▶ _SET PROBLEM_: Write out all of the data below line for line, keeping every character unchanged.

▶ _DATASET RECORDS_:
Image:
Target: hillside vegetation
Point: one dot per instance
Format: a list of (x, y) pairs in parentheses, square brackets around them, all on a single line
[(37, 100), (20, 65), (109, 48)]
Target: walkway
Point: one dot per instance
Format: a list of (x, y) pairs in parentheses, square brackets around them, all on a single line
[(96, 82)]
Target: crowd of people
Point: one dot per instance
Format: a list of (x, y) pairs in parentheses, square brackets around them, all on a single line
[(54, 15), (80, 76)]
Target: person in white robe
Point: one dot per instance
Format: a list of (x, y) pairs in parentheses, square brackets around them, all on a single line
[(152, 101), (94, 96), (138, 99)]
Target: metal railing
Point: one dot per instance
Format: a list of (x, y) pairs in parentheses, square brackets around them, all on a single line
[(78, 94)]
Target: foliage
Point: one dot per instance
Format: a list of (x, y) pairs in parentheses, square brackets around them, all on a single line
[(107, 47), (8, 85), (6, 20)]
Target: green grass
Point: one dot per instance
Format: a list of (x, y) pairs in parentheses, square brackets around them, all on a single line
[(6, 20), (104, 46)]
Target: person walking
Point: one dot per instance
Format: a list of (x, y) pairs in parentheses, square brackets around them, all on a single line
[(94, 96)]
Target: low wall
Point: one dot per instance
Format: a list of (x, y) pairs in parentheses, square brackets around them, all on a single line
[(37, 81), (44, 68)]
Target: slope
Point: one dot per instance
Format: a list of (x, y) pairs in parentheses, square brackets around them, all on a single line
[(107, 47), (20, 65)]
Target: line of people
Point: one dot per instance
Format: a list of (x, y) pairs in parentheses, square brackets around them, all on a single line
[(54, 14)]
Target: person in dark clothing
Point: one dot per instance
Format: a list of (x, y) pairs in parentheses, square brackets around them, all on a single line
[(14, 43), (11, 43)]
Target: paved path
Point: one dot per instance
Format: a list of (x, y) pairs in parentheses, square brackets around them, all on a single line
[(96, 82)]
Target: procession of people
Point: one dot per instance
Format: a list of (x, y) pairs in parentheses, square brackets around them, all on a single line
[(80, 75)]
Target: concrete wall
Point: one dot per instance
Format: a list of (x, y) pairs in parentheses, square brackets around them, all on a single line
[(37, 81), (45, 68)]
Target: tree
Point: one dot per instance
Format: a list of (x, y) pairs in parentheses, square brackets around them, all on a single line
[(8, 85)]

▶ _COMPLETE OUTPUT_:
Image:
Target: hillside vegetation
Point: one dot per instance
Format: a list of (x, y) pairs in parentheses, square brackets around them, all on a single line
[(37, 100), (20, 65), (109, 48)]
Target: walkway
Point: one dot per instance
Format: a list of (x, y) pairs in parentheses, square brackets around them, all on a single line
[(96, 82)]
Target: crowd of people
Point: one dot per instance
Format: a list of (x, y) pairs in parentheses, square brackets around them, all on a single line
[(54, 15), (80, 76)]
Target: person in white robe
Point: one dot per instance
Format: a list of (x, y) pairs in parentheses, square brackets around them, all on a single line
[(152, 101), (94, 96), (138, 99)]
Target: metal railing
Point: one dot per instance
Format: a list of (x, y) pairs in parentheses, square brackets around them, all on a single line
[(78, 94)]
Target: foliage
Point: one dot per instance
Format: a list of (x, y) pairs in parentheses, square brackets around them, all on a single line
[(107, 47), (8, 85), (6, 20)]
Target: green grass
Point: one dot per instance
Format: a list of (x, y) pairs in parentheses, square brackets around them, all on a single line
[(6, 20), (104, 46)]
Target: person walking
Point: one dot per instance
Format: a list of (x, y) pairs in parentheses, square brackets around them, all on a single line
[(94, 96)]
Target: low wall
Point: one dot per instance
Format: a list of (x, y) pairs in parentheses, square brackets around them, all on a single line
[(37, 81), (44, 68)]
Target: slope
Point: one dot per instance
Format: a list of (x, y) pairs in parentheses, square brackets around them, all on a single line
[(107, 47), (20, 65)]
Target: line of people
Point: one dot per instance
Format: a list of (x, y) pairs in parentheses, square brackets around them, all on a single line
[(54, 14)]
Target: person in dark clothing
Point: one dot per instance
Format: a list of (x, y) pairs in parentheses, square brackets around them, all on a single line
[(14, 43), (11, 43)]
Target: paved path
Point: one dot per instance
Format: a list of (x, y) pairs in parentheses, square brackets around them, all on a single line
[(96, 82)]
Target: procession of people
Point: one dot per instance
Format: a list of (x, y) pairs in parentheses, square brackets around them, all on a single line
[(80, 75)]
Target: concrete wall
Point: one dot per instance
Format: a list of (x, y) pairs in parentheses, square brackets around them, all on a single line
[(37, 81), (45, 68)]
Target: tree
Point: one dot per instance
Format: a list of (x, y) pairs in parentheses, square brackets around them, all on a single line
[(8, 85)]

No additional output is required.